• WHAT THE TASK ASKS: Write every line out verbatim and omit the pictures.

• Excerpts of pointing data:
-=-=-=-=-
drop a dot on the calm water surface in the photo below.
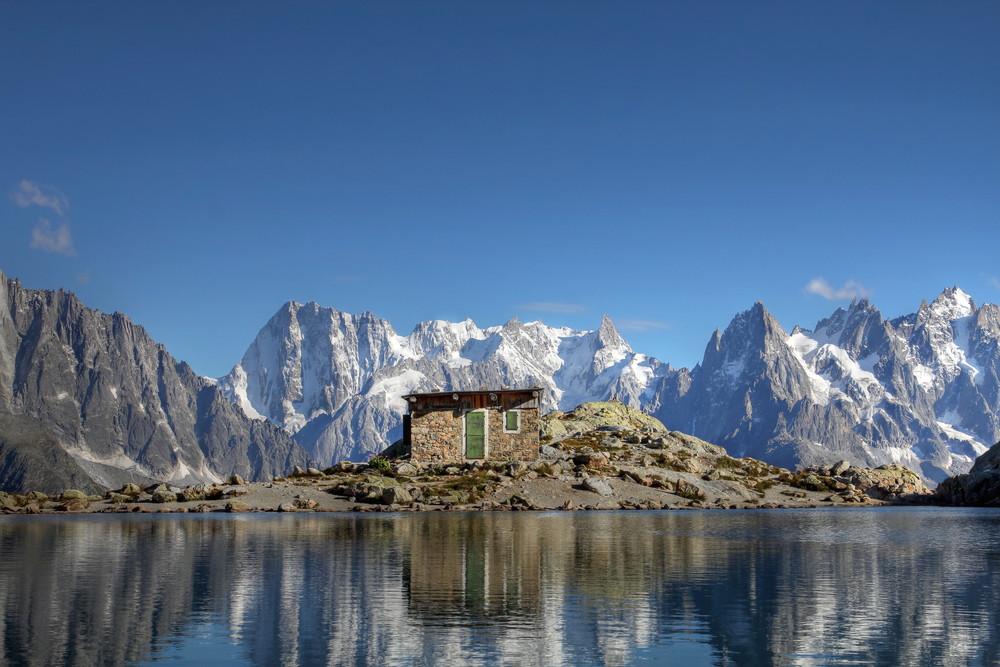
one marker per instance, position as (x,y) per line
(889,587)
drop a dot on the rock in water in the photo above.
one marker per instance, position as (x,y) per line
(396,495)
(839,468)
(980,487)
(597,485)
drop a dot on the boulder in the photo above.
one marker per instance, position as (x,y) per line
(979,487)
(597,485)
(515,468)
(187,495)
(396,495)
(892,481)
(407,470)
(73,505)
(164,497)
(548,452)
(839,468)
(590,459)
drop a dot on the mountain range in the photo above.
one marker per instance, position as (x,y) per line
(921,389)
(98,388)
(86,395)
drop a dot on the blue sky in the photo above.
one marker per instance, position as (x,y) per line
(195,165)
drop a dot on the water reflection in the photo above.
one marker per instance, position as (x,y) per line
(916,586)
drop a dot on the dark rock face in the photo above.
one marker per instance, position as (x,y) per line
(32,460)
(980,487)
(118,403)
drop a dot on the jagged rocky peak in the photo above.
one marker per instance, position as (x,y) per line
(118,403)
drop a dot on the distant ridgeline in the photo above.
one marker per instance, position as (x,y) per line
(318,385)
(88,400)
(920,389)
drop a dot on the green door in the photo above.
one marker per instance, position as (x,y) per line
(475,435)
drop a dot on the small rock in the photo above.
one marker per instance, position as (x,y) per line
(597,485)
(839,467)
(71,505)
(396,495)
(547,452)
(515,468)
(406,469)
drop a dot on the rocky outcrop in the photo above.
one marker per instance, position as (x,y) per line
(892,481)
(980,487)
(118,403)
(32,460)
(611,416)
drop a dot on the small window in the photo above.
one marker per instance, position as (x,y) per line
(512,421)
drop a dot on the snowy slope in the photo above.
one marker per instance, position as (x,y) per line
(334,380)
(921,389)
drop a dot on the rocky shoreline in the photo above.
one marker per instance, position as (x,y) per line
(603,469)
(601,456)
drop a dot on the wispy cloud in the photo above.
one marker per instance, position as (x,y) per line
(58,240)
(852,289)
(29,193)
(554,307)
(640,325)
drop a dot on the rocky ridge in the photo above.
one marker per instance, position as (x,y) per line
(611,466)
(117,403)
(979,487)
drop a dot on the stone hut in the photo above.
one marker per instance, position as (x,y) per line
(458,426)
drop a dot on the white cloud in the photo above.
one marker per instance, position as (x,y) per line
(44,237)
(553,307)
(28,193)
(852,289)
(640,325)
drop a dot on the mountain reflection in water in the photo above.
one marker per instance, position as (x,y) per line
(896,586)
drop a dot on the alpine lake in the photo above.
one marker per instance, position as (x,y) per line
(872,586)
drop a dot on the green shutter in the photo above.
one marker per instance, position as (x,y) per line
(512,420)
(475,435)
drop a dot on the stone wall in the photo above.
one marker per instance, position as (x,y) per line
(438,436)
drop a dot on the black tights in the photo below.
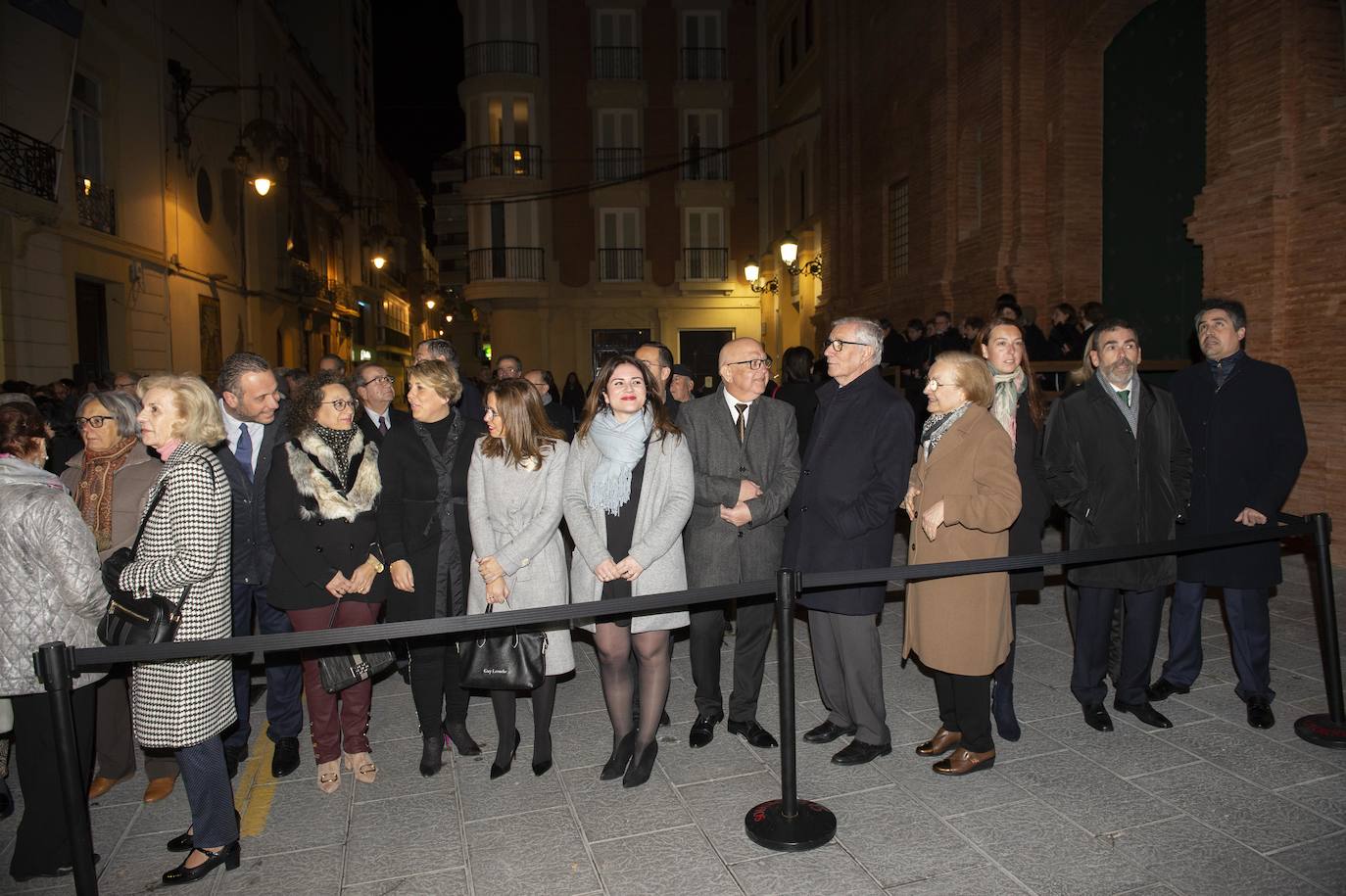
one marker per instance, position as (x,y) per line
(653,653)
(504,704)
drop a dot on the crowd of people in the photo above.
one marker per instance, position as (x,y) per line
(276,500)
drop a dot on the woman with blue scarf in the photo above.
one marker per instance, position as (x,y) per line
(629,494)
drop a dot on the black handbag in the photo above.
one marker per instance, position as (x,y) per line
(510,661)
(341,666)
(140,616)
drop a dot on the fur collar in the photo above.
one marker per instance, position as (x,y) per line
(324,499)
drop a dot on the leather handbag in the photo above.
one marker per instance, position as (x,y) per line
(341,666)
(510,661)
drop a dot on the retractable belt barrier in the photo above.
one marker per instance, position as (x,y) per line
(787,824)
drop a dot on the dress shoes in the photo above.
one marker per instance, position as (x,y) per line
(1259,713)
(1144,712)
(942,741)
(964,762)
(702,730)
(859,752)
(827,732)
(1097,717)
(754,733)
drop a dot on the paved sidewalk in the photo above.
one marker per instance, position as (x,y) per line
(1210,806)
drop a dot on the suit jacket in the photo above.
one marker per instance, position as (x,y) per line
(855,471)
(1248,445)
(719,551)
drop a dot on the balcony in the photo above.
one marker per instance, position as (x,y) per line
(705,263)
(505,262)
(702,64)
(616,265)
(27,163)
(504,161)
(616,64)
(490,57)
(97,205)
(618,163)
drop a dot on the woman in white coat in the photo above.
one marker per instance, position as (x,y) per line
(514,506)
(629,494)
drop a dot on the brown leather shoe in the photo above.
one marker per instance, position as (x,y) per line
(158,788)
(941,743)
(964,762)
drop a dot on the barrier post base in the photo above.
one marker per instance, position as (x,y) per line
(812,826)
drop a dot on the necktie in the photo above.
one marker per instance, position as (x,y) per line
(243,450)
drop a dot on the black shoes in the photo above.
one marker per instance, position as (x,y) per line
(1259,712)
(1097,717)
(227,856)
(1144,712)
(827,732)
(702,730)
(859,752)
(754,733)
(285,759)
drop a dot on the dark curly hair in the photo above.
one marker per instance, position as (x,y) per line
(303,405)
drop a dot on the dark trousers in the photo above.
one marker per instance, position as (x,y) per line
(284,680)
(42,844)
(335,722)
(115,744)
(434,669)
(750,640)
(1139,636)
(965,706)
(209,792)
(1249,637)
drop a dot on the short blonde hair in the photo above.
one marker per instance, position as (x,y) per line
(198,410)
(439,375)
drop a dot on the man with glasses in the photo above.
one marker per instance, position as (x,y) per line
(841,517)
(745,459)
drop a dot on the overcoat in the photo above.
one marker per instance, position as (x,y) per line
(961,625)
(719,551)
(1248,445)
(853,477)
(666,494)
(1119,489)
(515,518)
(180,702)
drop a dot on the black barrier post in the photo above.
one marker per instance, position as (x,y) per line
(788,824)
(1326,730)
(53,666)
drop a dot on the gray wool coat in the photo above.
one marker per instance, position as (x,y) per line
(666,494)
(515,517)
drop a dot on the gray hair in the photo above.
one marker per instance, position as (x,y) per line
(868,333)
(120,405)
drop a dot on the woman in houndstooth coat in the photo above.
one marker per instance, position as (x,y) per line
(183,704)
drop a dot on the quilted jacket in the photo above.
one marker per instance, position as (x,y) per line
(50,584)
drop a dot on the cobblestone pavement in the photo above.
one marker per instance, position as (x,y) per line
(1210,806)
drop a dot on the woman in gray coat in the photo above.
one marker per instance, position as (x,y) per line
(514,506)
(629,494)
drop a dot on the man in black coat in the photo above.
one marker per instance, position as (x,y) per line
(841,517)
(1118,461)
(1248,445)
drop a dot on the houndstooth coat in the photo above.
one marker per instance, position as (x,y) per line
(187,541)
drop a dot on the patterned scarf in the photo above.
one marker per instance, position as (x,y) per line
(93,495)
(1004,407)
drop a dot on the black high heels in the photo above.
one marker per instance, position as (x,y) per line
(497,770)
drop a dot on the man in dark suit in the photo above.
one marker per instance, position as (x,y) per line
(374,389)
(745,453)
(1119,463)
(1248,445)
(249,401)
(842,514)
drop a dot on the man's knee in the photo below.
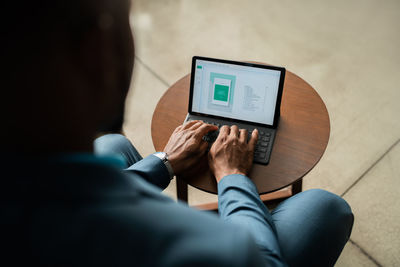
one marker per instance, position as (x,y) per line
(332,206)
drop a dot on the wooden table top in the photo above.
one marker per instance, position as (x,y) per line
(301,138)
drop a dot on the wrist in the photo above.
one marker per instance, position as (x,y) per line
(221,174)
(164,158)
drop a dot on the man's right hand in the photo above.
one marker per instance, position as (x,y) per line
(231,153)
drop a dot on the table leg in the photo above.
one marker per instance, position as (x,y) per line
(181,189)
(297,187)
-=-=-=-=-
• CORRECT OUTPUT:
drop a dot on the calm water surface in the photo below.
one marker per instance, position as (x,y) per line
(889,587)
drop a dot on the rock in water in the photo above.
one marker per instance, position as (x,y) per line
(396,495)
(839,468)
(980,487)
(597,485)
drop a dot on the boulder in the photo above.
one marker per instance, position as (x,y) per line
(979,487)
(597,485)
(515,468)
(187,495)
(396,495)
(892,481)
(407,470)
(73,505)
(164,497)
(548,452)
(839,468)
(590,459)
drop a dot on the mountain range in the photo above.
one marker per instance, position as (x,y) per line
(921,389)
(98,388)
(86,395)
drop a dot on the blue sky in the photo above.
one marker per instance, position as (x,y) per line
(195,165)
drop a dot on the water reflection in the photo above.
one marker per instance, position as (x,y) per line
(916,586)
drop a dot on the dark rock face in the photo above.
one marker per instance, position as (x,y) per line
(32,460)
(980,487)
(118,403)
drop a dot on the jagged rocky peak in the photo above.
one marker per instance, position as (x,y) per line
(118,403)
drop a dot on the distant ridgeline in the photo above.
one marker per instance, position as (x,y) per line
(318,385)
(88,400)
(920,389)
drop a dot on the green door in the photo above.
one marker per instance, position as (x,y) per line
(475,435)
drop a dot on the small rock in the photo above.
one marker per instance, position as (x,y) per line
(597,485)
(839,467)
(71,505)
(396,495)
(547,452)
(515,468)
(406,469)
drop a dot on the rocky outcrop in the photo above.
one marker per instance, position as (x,y) per line
(892,481)
(980,487)
(118,403)
(32,460)
(611,416)
drop a dot on the small window in the photo above.
one marker per instance, position as (x,y) per line
(512,421)
drop a dot on the snowy slope in the photo above.
one marker per instance, position as (x,y) per line
(334,380)
(921,389)
drop a dot on the rocky shoreline in the photo above.
one marker per instance, position as (x,y) per line
(603,469)
(601,456)
drop a dot on the wispy cloud in the photo above.
one marker per instance, position as (x,y) per line
(58,240)
(852,289)
(29,193)
(554,307)
(640,325)
drop a dot on the rocky ridge in the photo above.
one marker per instance, position as (x,y) per line
(611,466)
(117,403)
(979,487)
drop a dot on the stone hut in the photo above.
one marker per instance, position as (x,y) per line
(458,426)
drop a dot on the white cloud in the photo above.
one marker per instance, position as (x,y) per line
(44,237)
(553,307)
(28,193)
(852,289)
(640,325)
drop a dot on the mountain reflection in water in the photo above.
one marker per instance, position as (x,y) per line
(896,586)
drop a dot on the alpine lake in the photo above.
one marker per instance, position as (x,y) per line
(872,586)
drop a dot on the green shutter in the photo above.
one marker per instance, position as (x,y) per line
(512,420)
(475,435)
drop a dot on the stone wall in the photo above.
one marker per instance, position as (x,y) per line
(438,436)
drop a dot on the black tights in the photo below.
one marker per instance, position as (x,y) per line
(653,653)
(504,704)
drop a dot on the crowd of people in the photo above.
one marker per instance, position as (x,y) per line
(276,500)
drop a dot on the woman with blue scarf in the photo above.
one marker per instance, position as (x,y) per line
(629,494)
drop a dot on the black handbag in the photo above.
one marker per instance, position as (x,y) per line
(510,661)
(341,666)
(140,616)
drop a dot on the fur collar in the photo above.
one marker per instance, position as (x,y) per line
(324,499)
drop a dot on the leather handbag in the photo above.
one marker per instance, position as (x,y) per line
(341,666)
(510,661)
drop a dot on the retractable belt barrier in the photo above.
one marker per instance, position as (x,y) per line
(787,824)
drop a dot on the dress shoes in the photo above.
one marker per instance, position as (x,y) per line
(1259,713)
(1144,712)
(942,741)
(964,762)
(702,730)
(859,752)
(827,732)
(1097,717)
(754,733)
drop a dot on the paved sidewalk in the photo above.
one marker per instance, position as (x,y) per line
(1210,806)
drop a dot on the suit jacket in the photo above.
one marker per instance, position as (x,y) per line
(855,471)
(1248,445)
(719,551)
drop a dot on the balcony in the photo above.
one marker per instance, position as (x,y) per line
(705,263)
(505,262)
(702,64)
(616,265)
(27,163)
(504,161)
(616,64)
(490,57)
(97,205)
(618,163)
drop a dot on the woman in white coat in the photo above.
one marker per instance, position as (x,y) per line
(514,506)
(629,494)
drop a dot on the brown leather shoe in the photo above.
one marker per instance, position as (x,y) per line
(158,788)
(941,743)
(964,762)
drop a dot on the barrier post base in the photo above.
one marker per instance, position as (x,y) per line
(812,826)
drop a dot on the necktie in the photo above.
one marker per instance, position as (x,y) per line
(243,450)
drop a dot on the black shoes in the photo above.
one marker per instance, position as (x,y) per line
(1259,712)
(1097,717)
(227,856)
(1144,712)
(827,732)
(702,730)
(859,752)
(754,733)
(285,759)
drop a dot on the dark curly hair in the photo above.
one marker per instance, position as (x,y) per line
(303,405)
drop a dot on the dark trousers in the photo above.
one marker per instance, position as (x,y) per line
(284,680)
(42,844)
(335,722)
(115,744)
(434,669)
(750,640)
(1139,636)
(965,706)
(209,792)
(1249,637)
drop a dot on the short blonde hair in the photo above.
one marker per instance, position as (x,y) per line
(198,410)
(439,375)
drop a dot on the man with glasses in the photo above.
one marker per instance, position as (x,y) per line
(841,517)
(745,459)
drop a dot on the overcoat in the photo above.
one marker per instance, position as (x,y) per line
(961,625)
(719,551)
(1248,445)
(853,477)
(666,494)
(1119,489)
(515,518)
(180,702)
drop a dot on the black barrier post in the photo above.
one marker per instance, position as (x,y) per line
(788,824)
(1326,730)
(53,666)
drop a dot on the gray wool coat in the photo above.
one marker per instance, position as (x,y) per line
(666,494)
(515,517)
drop a dot on the gray hair in the photo above.
one marker per instance, position as (x,y) per line
(868,333)
(120,405)
drop a dot on the woman in houndstooth coat in the photo above.
one marker per instance, position as (x,y) per line
(183,704)
drop a dot on the quilted jacket in the photo above.
one marker per instance, position as (x,y) per line
(50,584)
drop a dot on the cobblestone pavement in the photo above.
one marker per instance, position as (x,y) per line
(1210,806)
drop a dot on the woman in gray coat in the photo above.
one marker per instance, position as (x,y) per line
(514,506)
(629,494)
drop a dot on the man in black coat in the photo above.
one marker per instance, position as (x,y) per line
(841,517)
(1118,461)
(1248,445)
drop a dot on the houndstooth coat in the photo above.
one marker per instance, position as (x,y) per line
(187,541)
drop a dot on the patterned scarf in the photo above.
one marker per instance, position as (x,y) per line
(93,495)
(1004,407)
drop a dot on the black high heels in the photo above.
one marker per instance, position as (x,y) per line
(497,770)
drop a dot on the man in dark suit in the photo above.
one marker per instance, position as (x,y) per line
(374,389)
(745,453)
(1119,463)
(1248,445)
(249,401)
(842,514)
drop a dot on the man's knee in the photo below.
one marker per instance, position as (x,y) per line
(332,206)
drop a dot on the wooden table top in the photo above.
one marker per instance, position as (x,y) per line
(301,138)
drop a dot on the wrist in the photo above.
one marker per instance, position as (x,y) per line
(221,174)
(164,158)
drop a dot on the man's right hand in the photo above.
one marker per instance, position as (x,y) per line
(231,153)
drop a dot on the table leg in the photo above.
one marker per instance, position as (x,y) per line
(181,189)
(297,187)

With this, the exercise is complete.